## WORK TO BE COMPLETED
Copy each record below faithfully, leaving out images.

## INPUT FOR THIS TASK
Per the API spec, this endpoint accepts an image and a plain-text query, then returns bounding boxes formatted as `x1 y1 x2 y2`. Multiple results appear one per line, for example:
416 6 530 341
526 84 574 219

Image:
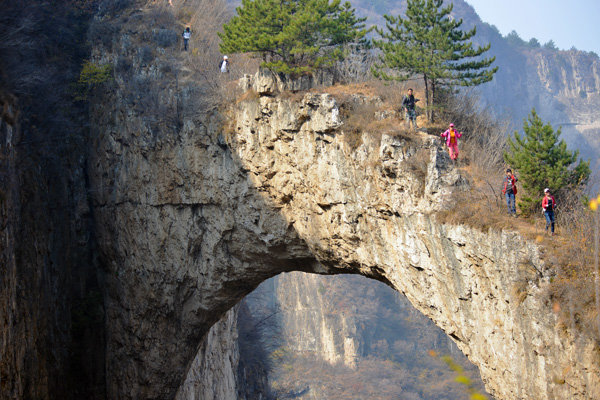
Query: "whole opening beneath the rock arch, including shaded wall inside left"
177 272 493 400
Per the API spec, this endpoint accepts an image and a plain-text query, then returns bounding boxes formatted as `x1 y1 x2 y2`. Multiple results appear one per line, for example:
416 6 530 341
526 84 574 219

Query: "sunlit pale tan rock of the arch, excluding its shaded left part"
232 76 598 399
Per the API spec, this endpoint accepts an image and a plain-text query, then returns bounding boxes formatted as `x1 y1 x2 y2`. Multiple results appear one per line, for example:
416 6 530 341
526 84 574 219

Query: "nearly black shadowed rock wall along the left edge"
0 93 104 399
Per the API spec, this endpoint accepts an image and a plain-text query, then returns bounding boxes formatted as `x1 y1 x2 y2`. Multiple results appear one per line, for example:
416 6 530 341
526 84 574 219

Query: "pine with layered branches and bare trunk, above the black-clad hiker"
372 0 498 122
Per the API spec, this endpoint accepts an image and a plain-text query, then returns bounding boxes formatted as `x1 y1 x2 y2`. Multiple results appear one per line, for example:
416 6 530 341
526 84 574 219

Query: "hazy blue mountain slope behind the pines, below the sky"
352 0 600 170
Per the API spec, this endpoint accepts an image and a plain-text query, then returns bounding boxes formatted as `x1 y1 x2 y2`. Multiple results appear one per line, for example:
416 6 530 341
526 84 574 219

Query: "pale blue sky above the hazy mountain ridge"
465 0 600 55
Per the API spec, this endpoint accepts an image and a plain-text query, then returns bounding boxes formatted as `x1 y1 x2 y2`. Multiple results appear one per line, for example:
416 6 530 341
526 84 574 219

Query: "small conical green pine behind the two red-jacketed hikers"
504 108 591 214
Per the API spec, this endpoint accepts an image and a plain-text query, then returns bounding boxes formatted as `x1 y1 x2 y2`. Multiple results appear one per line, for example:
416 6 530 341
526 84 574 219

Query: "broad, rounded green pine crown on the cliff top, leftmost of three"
218 0 367 74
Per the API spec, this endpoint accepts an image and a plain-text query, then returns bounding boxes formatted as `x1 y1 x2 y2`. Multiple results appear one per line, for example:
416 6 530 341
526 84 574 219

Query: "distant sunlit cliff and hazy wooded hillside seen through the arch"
244 272 484 400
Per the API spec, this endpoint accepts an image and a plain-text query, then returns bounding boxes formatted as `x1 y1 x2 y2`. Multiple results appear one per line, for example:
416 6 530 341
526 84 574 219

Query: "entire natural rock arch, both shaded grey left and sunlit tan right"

## ANSWER TO THIS PROBLEM
Per the API spec, this endpoint accepts an image and a plain-text query, then returns bounding boxes formatted as `x1 y1 x2 y2`. Multiple results appear one per line, for example:
416 6 530 341
526 84 574 219

Image:
Query: "whole opening beneath the rock arch, including shaded wall inside left"
177 272 493 400
Per the API spec, this endpoint accepts an image and a plain-text query, then returns bounding boxes formatted as `x1 y1 x2 y2`. Multiple results appear one per line, for example:
416 6 530 341
526 84 574 219

Query: "sunlit pale tan rock of the arch, excluding its shaded left part"
232 76 598 399
Per the API spec, this endpoint accepts an image and a plain-text query, then returns bounding boxes formatted as `x1 y1 x2 y2`. Multiple results appear one per line, for example:
416 6 530 341
526 84 574 219

Query: "nearly black shadowed rock wall along the left edge"
0 93 104 399
Per the API spec, this endpoint accepts an image and a plain-text query, then returns bounding boxes formatted as `x1 y1 x2 y2`. Multiple results appear one per line, for example:
416 6 530 341
526 84 574 219

Query: "pine with layered branches and bare trunk, above the black-clad hiker"
372 0 498 122
Per the API spec, this endpoint accepts an image and a plain-text query, then returns bounding boxes formatted as `x1 y1 x2 y2`. Multiple results appear one per line, for example:
416 6 530 341
526 84 574 219

Query: "hazy blue mountain slope behind the pines, below the sky"
352 0 600 170
Per the API spec, this endpoint accepts an image and a plain-text query, then returns bounding boxes formatted as `x1 y1 x2 y2`. Multiple results appear one per line, for example:
416 6 530 341
526 84 574 219

Query: "pale blue sky above the hazy mountain ridge"
465 0 600 55
Per the API spec, this endpoint accepts an image and a plain-text query, then returns bounding boxes formatted as `x1 y1 x2 y2`. Multiple results appear one per line, for example:
416 6 530 341
526 84 574 219

Query: "small conical green pine behind the two red-jacketed hikers"
504 108 591 214
Per the API spec, this endpoint accepts an image and a plain-text query, then returns bounding boxes formatted as `x1 y1 x2 y2`. Multiple results appear one per line, for example:
416 6 530 341
526 84 574 219

Query: "broad, rounded green pine crown on the cliff top, leftmost of three"
218 0 367 74
Per the API spec, this endpoint accepts an image and a plain-text query, then returns bounding boxes formatted as `x1 y1 x2 y2`. Multiple results appear one per line, for example:
416 6 530 341
526 84 574 219

Query: "distant sunlit cliff and hazy wooded hillside seen through the arch"
244 272 484 400
Per the API spec, this endpoint accepts an image and a plain-text query, then returns bounding boxes formatted as `x1 y1 x2 y2`. Multiple results appear one per line, for example:
416 6 530 341
526 84 574 219

Query: "entire natural rock arch, both shaded grey left and sunlit tan right"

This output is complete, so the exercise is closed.